— Start Information shown —
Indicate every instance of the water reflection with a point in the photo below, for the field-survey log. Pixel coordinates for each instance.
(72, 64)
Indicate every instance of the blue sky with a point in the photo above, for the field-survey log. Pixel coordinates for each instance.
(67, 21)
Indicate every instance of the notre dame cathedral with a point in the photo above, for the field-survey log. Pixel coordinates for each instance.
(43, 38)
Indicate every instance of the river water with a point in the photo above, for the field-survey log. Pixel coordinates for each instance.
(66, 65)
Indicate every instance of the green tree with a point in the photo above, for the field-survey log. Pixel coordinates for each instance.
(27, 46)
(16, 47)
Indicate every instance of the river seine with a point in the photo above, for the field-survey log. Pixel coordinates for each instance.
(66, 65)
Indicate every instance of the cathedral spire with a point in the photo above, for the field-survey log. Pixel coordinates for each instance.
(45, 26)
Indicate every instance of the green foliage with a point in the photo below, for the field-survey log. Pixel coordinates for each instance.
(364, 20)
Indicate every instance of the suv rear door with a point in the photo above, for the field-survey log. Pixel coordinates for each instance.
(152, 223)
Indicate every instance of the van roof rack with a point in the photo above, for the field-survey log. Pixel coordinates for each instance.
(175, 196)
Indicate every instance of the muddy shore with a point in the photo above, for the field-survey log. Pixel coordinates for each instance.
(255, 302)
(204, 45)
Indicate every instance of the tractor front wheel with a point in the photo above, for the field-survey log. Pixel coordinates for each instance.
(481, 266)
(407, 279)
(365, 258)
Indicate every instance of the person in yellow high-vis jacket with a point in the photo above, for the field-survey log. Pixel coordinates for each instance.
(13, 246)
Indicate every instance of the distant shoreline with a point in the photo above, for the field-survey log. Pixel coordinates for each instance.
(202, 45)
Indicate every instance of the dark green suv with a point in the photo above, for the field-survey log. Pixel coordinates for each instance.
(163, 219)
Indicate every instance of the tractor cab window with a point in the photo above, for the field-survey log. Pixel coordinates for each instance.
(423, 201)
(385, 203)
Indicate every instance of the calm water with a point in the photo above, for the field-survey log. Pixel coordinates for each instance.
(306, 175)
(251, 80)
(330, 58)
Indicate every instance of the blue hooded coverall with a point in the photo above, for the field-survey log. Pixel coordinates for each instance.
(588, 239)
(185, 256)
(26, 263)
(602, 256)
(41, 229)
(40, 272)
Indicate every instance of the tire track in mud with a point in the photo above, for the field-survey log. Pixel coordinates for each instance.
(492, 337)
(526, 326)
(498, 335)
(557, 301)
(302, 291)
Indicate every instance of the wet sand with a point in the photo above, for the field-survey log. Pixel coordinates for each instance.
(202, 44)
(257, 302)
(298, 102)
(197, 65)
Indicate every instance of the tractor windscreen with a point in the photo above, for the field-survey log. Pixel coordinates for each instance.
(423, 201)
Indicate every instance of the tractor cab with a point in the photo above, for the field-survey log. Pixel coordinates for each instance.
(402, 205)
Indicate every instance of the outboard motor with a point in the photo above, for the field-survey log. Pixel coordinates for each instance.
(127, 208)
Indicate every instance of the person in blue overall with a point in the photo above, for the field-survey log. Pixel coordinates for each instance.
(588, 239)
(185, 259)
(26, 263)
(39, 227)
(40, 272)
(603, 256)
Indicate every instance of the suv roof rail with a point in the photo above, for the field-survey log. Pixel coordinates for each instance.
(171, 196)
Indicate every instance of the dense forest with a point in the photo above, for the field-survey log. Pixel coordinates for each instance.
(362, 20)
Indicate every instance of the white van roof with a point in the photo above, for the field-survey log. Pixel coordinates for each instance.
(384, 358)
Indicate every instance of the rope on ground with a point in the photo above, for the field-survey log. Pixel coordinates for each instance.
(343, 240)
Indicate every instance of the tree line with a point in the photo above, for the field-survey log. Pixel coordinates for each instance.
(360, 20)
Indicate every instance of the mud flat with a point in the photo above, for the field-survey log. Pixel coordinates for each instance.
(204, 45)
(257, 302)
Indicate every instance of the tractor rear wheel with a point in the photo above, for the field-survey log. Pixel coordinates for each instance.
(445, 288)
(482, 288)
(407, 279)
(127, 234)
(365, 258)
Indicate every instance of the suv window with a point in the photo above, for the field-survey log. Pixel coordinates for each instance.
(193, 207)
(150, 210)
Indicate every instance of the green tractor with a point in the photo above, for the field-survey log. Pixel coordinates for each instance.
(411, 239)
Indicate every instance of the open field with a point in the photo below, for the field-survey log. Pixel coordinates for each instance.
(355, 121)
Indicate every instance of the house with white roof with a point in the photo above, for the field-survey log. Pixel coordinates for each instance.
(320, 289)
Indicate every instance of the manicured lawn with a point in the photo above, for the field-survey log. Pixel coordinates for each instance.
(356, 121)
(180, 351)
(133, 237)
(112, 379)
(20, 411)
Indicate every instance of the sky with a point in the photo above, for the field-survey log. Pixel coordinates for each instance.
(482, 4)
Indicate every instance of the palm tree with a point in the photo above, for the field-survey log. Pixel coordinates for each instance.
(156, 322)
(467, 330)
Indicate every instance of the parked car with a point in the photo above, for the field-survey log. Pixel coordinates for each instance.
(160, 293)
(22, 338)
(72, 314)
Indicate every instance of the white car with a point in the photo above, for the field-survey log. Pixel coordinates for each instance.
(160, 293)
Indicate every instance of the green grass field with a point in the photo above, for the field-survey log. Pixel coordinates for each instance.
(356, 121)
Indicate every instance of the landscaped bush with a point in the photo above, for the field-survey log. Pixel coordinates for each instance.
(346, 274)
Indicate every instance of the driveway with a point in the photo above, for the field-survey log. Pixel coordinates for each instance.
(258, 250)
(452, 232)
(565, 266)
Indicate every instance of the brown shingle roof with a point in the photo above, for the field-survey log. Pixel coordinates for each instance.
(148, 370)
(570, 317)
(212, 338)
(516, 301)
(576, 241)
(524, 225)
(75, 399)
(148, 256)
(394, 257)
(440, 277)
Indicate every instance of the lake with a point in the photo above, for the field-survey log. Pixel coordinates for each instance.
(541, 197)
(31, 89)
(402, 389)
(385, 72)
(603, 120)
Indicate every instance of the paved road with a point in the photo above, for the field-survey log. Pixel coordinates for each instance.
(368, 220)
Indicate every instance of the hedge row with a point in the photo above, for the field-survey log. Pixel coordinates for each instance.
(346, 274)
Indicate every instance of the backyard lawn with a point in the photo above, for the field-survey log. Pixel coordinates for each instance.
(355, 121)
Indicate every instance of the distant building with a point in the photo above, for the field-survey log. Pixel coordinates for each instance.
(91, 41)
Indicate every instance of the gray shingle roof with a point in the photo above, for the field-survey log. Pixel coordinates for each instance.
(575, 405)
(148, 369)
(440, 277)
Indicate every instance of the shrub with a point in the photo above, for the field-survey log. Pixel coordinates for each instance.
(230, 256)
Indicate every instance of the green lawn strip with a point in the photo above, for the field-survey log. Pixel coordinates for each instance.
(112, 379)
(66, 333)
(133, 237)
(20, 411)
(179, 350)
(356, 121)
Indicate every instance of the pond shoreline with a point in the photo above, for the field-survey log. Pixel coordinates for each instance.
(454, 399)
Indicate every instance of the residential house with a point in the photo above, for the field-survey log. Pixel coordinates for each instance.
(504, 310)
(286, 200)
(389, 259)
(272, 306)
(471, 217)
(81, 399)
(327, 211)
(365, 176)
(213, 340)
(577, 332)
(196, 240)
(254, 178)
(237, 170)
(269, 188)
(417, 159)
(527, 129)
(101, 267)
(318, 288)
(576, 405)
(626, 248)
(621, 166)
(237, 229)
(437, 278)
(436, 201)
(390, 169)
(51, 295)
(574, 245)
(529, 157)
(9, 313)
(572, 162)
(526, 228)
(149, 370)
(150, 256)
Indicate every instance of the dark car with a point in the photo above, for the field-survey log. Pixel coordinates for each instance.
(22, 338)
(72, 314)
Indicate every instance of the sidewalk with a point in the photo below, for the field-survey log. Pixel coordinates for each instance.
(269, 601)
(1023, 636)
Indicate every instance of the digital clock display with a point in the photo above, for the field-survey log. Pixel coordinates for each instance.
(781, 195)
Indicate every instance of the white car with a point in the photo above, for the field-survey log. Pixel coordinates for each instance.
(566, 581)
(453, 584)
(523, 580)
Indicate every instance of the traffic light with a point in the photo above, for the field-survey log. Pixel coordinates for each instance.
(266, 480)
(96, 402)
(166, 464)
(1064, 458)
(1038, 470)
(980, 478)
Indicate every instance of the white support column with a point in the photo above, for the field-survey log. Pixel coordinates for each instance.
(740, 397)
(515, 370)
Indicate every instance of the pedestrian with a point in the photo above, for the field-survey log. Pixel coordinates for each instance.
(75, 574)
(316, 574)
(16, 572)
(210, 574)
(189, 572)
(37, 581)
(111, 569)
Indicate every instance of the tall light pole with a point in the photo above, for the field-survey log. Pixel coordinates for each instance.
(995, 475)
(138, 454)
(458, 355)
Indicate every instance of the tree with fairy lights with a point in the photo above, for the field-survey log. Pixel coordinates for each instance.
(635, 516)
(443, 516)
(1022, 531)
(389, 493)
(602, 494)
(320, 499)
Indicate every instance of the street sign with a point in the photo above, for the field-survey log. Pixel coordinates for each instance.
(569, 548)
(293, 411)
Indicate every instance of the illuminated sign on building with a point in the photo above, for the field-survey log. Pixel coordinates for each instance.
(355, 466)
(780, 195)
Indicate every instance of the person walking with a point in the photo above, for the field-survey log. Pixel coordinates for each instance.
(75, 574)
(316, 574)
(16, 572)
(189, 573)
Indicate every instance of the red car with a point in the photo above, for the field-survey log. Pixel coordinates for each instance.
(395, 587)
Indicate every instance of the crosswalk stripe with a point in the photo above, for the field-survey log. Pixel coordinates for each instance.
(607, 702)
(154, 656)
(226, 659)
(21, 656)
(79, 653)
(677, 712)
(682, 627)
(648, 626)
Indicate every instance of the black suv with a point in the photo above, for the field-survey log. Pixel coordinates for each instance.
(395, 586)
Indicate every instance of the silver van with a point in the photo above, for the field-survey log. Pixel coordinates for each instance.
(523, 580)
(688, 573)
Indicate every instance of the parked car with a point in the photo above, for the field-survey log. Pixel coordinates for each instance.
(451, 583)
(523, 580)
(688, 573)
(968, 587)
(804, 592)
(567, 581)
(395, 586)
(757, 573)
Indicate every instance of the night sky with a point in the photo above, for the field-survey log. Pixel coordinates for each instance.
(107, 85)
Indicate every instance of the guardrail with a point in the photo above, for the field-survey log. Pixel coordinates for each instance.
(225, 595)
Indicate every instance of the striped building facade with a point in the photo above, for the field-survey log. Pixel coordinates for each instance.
— End Information shown —
### Required task
Begin with the line that contains "Indicate every instance of the red" and set down each line exactly until the records above end, including the final line.

### The result
Indicate every instance of the red car with a point in the photo above, for the field-survey log. Pixel coordinates for each instance.
(395, 587)
Indicate every instance of the crosswalk stripe with a point in the photo above, for the field-survey log. Pixel coordinates for each instance.
(607, 702)
(154, 656)
(226, 659)
(21, 656)
(79, 653)
(677, 712)
(682, 627)
(648, 626)
Indicate every instance of the black suv with a point in the photo above, for the field-survey log. Pixel coordinates for each instance.
(395, 586)
Indicate every instance of the silver van with a point in the photo above, for the field-survey log. Pixel coordinates for each instance.
(523, 580)
(688, 573)
Indicate every instance of the parked car with a point in the photo above, for the field-survey log. Pixel coordinates for each instance.
(451, 583)
(523, 580)
(688, 573)
(968, 587)
(804, 592)
(567, 581)
(395, 586)
(757, 573)
Indicate every instance of the night sky with a point in the photo above, for the field-survey log. Pixel coordinates for each instance.
(107, 85)
Indicate every instance of the guardrail with a point in the photo above, for the field-survey log. Pixel coordinates for each instance.
(225, 595)
Indicate every instance of the striped building facade with a point in the photo above, for the field-survey log. Pixel coordinates for each instance.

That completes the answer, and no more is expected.